(Photo object pointing records)
:::

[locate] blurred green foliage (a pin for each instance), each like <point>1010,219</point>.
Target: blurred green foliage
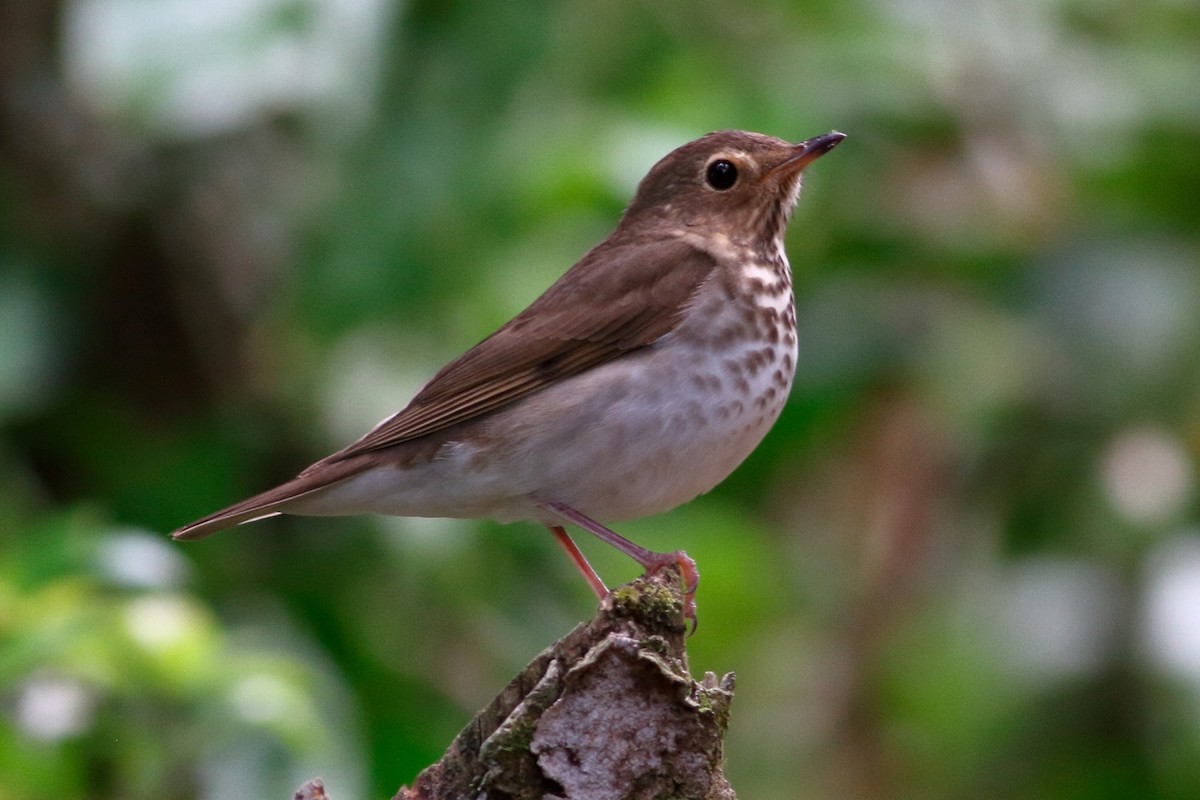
<point>966,563</point>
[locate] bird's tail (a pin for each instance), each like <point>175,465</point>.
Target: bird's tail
<point>271,501</point>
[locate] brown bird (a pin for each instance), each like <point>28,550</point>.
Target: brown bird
<point>639,380</point>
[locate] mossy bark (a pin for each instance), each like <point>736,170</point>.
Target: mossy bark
<point>607,713</point>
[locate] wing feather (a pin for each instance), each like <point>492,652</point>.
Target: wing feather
<point>617,299</point>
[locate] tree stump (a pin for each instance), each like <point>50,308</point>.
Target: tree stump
<point>607,713</point>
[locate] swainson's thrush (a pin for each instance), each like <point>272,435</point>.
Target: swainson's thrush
<point>640,379</point>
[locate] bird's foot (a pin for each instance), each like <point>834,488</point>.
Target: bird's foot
<point>657,561</point>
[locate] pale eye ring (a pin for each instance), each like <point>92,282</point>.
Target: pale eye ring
<point>721,174</point>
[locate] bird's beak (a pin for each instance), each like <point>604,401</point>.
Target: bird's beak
<point>808,151</point>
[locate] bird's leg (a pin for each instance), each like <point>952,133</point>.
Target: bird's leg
<point>580,560</point>
<point>649,560</point>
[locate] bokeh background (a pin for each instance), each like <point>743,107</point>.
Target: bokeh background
<point>234,234</point>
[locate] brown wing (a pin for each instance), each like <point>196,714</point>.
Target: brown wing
<point>618,298</point>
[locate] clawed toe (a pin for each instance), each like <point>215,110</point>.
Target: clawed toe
<point>689,573</point>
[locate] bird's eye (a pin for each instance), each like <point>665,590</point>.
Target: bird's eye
<point>721,174</point>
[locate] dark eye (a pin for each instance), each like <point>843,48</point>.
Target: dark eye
<point>721,174</point>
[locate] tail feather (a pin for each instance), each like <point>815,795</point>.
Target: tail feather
<point>271,501</point>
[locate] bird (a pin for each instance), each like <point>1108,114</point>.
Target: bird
<point>639,380</point>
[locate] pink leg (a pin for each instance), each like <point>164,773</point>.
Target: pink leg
<point>580,560</point>
<point>649,560</point>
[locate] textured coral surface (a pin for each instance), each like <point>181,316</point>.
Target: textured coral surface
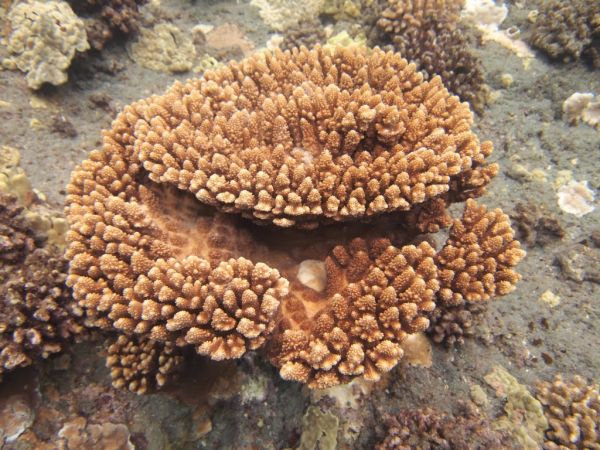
<point>299,139</point>
<point>36,318</point>
<point>573,411</point>
<point>428,34</point>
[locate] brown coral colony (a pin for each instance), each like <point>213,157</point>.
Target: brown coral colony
<point>297,139</point>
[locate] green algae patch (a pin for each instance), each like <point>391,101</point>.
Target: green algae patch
<point>318,428</point>
<point>524,418</point>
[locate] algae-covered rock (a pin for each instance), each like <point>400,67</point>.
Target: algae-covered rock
<point>283,14</point>
<point>320,429</point>
<point>164,48</point>
<point>43,40</point>
<point>524,418</point>
<point>343,39</point>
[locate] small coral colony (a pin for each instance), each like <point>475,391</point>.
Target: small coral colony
<point>288,203</point>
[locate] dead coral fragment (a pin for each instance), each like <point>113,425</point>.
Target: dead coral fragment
<point>428,34</point>
<point>376,294</point>
<point>308,137</point>
<point>44,39</point>
<point>430,429</point>
<point>319,429</point>
<point>164,48</point>
<point>568,30</point>
<point>476,263</point>
<point>78,433</point>
<point>573,412</point>
<point>140,364</point>
<point>35,317</point>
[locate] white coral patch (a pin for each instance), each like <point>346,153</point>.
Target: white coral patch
<point>312,273</point>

:::

▸ What this task involves
In your copy of the records, include no pictures; repeat everything else exactly.

▸ The reply
[locate] blurred green foliage (a pin for each instance), each like <point>1010,219</point>.
Target: blurred green foliage
<point>966,563</point>
[locate] bird's tail (a pin for each instance), each like <point>175,465</point>.
Target: bird's tail
<point>271,501</point>
[locate] brown bird (a pin for each instance), each like <point>28,550</point>.
Target: brown bird
<point>639,380</point>
[locate] mossy bark (a pin for each instance), each like <point>736,170</point>.
Target: mossy bark
<point>607,713</point>
[locate] wing feather (a pin for each instance), each like <point>492,652</point>.
Target: wing feather
<point>617,299</point>
[locate] tree stump (a pin for each instance), each like <point>50,308</point>.
Target: tree stump
<point>607,713</point>
[locate] swainson's thrush (a pin for each instance), each like <point>272,435</point>.
Target: swainson's thrush
<point>640,379</point>
[locate] bird's foot (a pin for each instance), each like <point>834,488</point>.
Target: bird's foot
<point>657,561</point>
[locate] pale eye ring (a pin for each instance), each like <point>92,282</point>.
Target: pale eye ring
<point>721,174</point>
[locate] bird's beak (a pin for each instance), each like <point>604,401</point>.
Target: bird's beak
<point>808,151</point>
[locate] bird's leg (a pin for each instance), each like <point>952,133</point>.
Target: bird's leg
<point>580,560</point>
<point>649,560</point>
[locate] bokeh background (a pin for each instance), each like <point>743,107</point>.
Target: bokeh background
<point>234,234</point>
[locate] brown wing (a pin for each instance), each like <point>196,714</point>.
Target: brown wing
<point>618,298</point>
[locate] clawed toe (a pin for each instance), each like <point>215,110</point>.
Target: clawed toe
<point>689,573</point>
[locate] bird's eye (a pin for each instance), each like <point>665,590</point>.
Target: bird's eye
<point>721,174</point>
[locate] dark eye (a pin for each instance), each like <point>843,48</point>.
Target: dark eye
<point>721,174</point>
[locate] tail feather (a pin for each instance), each like <point>815,795</point>.
Target: tail feather
<point>271,501</point>
[locate] bird (a pin for each instance), each like <point>1108,114</point>.
Target: bird
<point>639,380</point>
[locate] pink leg (a pin for each instance), each like <point>164,773</point>.
Target: pink leg
<point>580,560</point>
<point>649,560</point>
[locate] textured coral surface (a pin for each instance), each like <point>181,316</point>.
Target: textured coral surface
<point>299,139</point>
<point>36,318</point>
<point>573,411</point>
<point>428,34</point>
[locate] brown coral colony (a pin for each instance), each like <point>213,157</point>.
Target: brown coral colony
<point>297,139</point>
[locate] green algae patch (a pin for each instance), each like <point>391,101</point>.
Target: green algae patch
<point>318,428</point>
<point>524,418</point>
[locate] algae-covered rock (a pin for each instance), each like <point>400,67</point>.
Target: algae-covered rock
<point>283,14</point>
<point>320,429</point>
<point>164,48</point>
<point>43,40</point>
<point>524,418</point>
<point>343,39</point>
[locate] small coral colony (a pin for each instance), each like <point>475,391</point>.
Target: small coral colony
<point>288,203</point>
[locate] dead coral fragment (a pin for each instance), each like <point>113,425</point>.
Target: dead coral fragment
<point>428,34</point>
<point>376,294</point>
<point>308,137</point>
<point>44,39</point>
<point>430,429</point>
<point>319,429</point>
<point>164,48</point>
<point>568,30</point>
<point>476,263</point>
<point>78,433</point>
<point>573,412</point>
<point>140,364</point>
<point>35,317</point>
[locate] white coral patch (a pin for each instance), each like <point>346,153</point>.
Target: white coral patch
<point>312,273</point>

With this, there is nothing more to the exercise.